Although not often reported in the mainstream media, Mr. Khan said he witnessed Muslim aid organizations from Turkey, U.A.E, Britain, South Africa, Canada, Qatar and Pakistan, providing assistance in Haiti.

Khan is the executive director of Toronto’s North American Muslim Foundation (NAMF). He was there January 19 – 26.

“I saw destruction. It was like Dresden after World War II. The main downtown core is destroyed. There's debris everywhere. The presidential palace, Ministry of Revenue and Ministry of the Interior buildings and most other government buildings have been either completely flattened or badly damaged.”

Ironically, Mr. Khan said that on the outskirts of Port-au-Prince, he saw big buildings that had collapsed while houses remained standing next to them.

-*-

EXERCISES:
- A) In the Haiti passage, which organization is Khan the executive director of?
- B) Write out the stretch of the Haiti passage from "Although not often" through "next to them.", word for word.
The lines after the Haiti passage have no role in this work.

AVAILABLE DATA:
-*-

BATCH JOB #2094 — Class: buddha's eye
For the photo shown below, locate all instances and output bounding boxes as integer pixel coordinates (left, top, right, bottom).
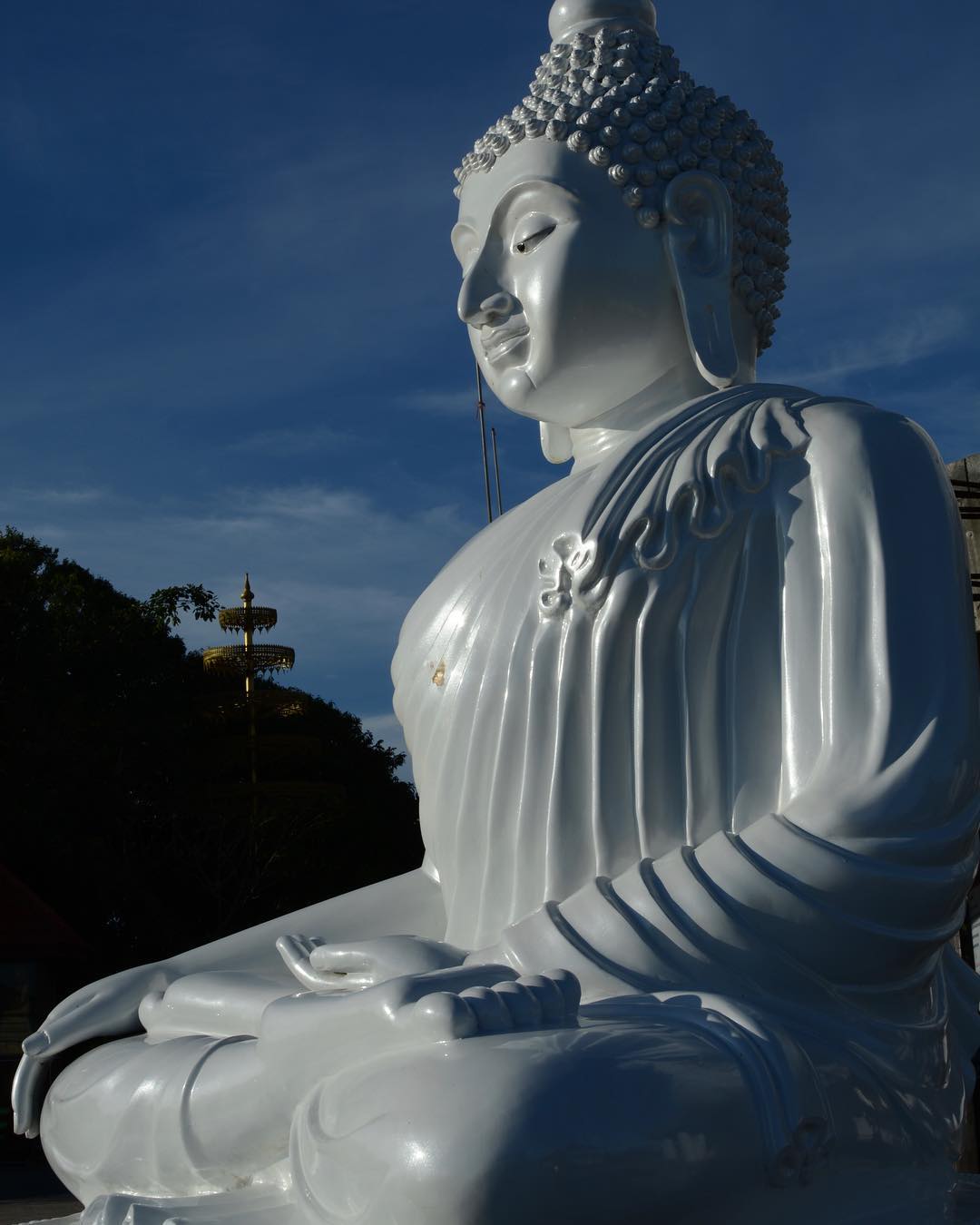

-*-

OUTPUTS IN ORDER:
- A) Toronto's North American Muslim Foundation (NAMF).

- B)
Although not often reported in the mainstream media, Mr. Khan said he witnessed Muslim aid organizations from Turkey, U.A.E, Britain, South Africa, Canada, Qatar and Pakistan, providing assistance in Haiti.

Khan is the executive director of Toronto’s North American Muslim Foundation (NAMF). He was there January 19 – 26.

“I saw destruction. It was like Dresden after World War II. The main downtown core is destroyed. There's debris everywhere. The presidential palace, Ministry of Revenue and Ministry of the Interior buildings and most other government buildings have been either completely flattened or badly damaged.”

Ironically, Mr. Khan said that on the outskirts of Port-au-Prince, he saw big buildings that had collapsed while houses remained standing next to them.